## TASK
List every line in the entries below that contains the word "positive".

## TASK INPUT

---*---

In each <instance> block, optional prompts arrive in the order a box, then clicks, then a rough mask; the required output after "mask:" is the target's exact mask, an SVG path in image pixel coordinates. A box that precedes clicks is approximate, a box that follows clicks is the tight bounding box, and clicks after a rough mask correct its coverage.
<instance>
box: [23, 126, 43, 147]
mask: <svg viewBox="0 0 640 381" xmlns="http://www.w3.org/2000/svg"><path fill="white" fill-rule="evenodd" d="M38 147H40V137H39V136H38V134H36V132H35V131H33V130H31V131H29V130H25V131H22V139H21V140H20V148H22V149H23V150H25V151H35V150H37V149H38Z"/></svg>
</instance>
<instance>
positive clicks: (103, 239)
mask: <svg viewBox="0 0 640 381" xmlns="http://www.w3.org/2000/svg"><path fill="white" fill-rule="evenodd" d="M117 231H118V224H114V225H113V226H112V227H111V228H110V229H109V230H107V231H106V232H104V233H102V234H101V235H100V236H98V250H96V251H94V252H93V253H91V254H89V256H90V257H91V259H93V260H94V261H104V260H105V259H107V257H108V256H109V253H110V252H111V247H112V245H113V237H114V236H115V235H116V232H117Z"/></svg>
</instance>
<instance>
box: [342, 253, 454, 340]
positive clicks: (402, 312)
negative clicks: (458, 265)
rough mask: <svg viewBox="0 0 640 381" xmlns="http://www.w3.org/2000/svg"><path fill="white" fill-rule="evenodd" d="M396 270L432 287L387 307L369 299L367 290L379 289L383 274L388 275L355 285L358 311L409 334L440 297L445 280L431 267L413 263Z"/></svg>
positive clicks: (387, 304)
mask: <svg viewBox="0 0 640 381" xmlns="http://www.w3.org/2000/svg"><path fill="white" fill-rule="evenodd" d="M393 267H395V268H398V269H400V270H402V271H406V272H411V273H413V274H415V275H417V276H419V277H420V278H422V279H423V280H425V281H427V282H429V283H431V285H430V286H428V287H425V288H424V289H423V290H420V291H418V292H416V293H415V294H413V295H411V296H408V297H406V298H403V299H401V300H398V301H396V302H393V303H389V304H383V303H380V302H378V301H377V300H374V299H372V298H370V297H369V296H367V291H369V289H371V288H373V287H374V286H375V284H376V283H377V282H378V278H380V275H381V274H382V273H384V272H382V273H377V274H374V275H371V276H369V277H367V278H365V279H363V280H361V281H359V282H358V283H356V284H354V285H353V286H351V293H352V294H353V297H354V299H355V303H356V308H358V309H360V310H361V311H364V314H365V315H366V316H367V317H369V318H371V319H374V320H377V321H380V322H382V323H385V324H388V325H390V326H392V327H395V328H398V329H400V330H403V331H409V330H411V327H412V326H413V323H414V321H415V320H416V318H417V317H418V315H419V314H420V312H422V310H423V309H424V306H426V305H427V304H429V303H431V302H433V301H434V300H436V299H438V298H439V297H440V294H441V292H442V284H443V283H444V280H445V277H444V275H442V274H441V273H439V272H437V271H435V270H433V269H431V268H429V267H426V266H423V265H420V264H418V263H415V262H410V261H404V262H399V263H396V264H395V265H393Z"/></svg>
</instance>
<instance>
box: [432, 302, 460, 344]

---*---

## ANSWER SPACE
positive clicks: (103, 239)
positive clicks: (402, 312)
positive clicks: (387, 304)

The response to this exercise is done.